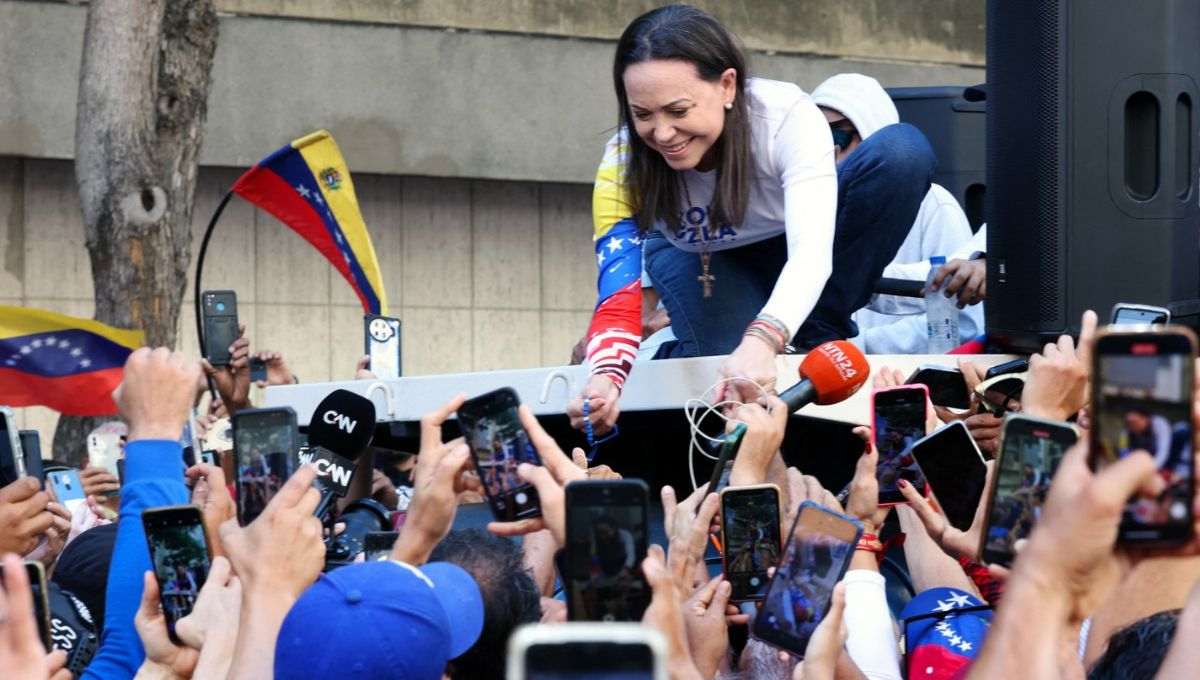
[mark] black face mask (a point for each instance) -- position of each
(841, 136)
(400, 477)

...

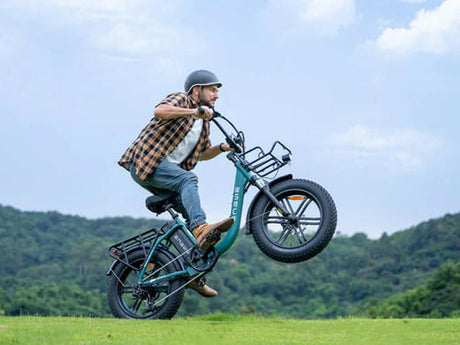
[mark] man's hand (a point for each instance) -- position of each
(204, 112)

...

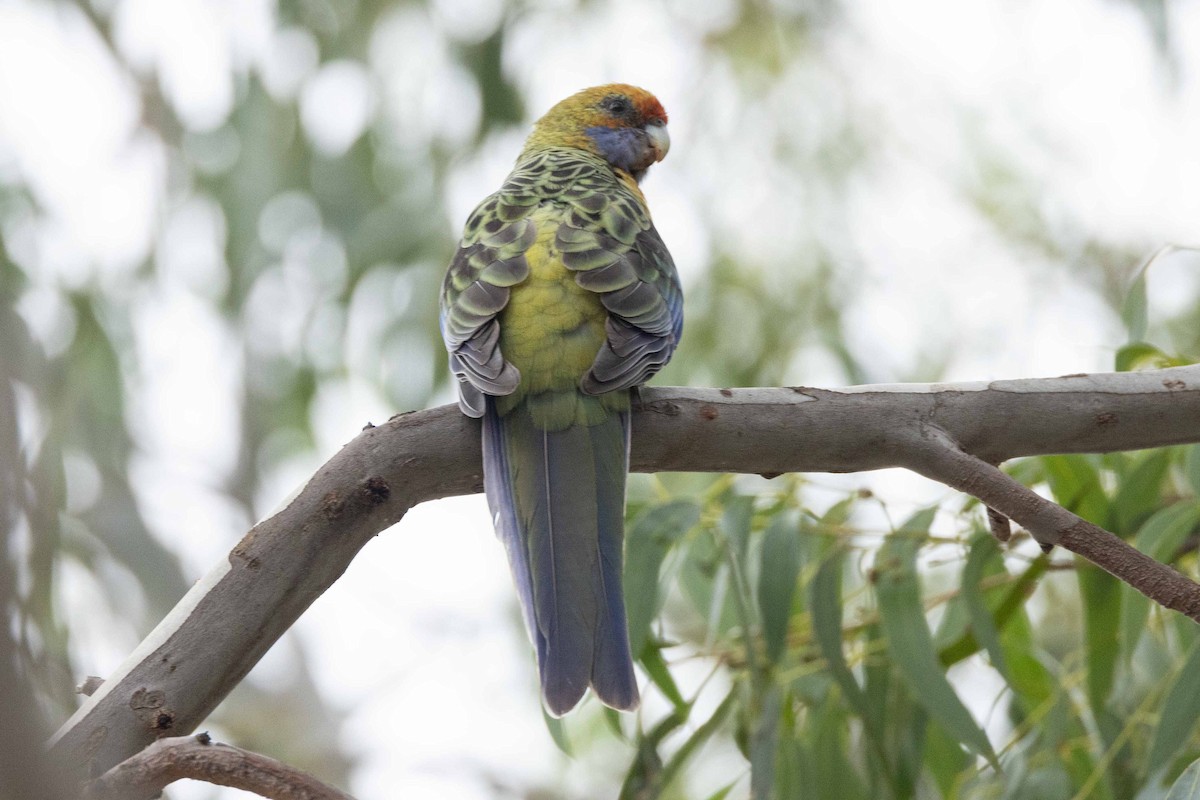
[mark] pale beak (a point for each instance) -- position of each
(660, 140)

_What the exercise asks:_ From the listing above, extract every line that contains the word "each". Case counts.

_Answer to the exercise:_
[mark] black face mask (a point for each instance) -- position of each
[mark] man's hand (a point for each instance) -- position of each
[mark] pale beak (a point for each instance) -- position of each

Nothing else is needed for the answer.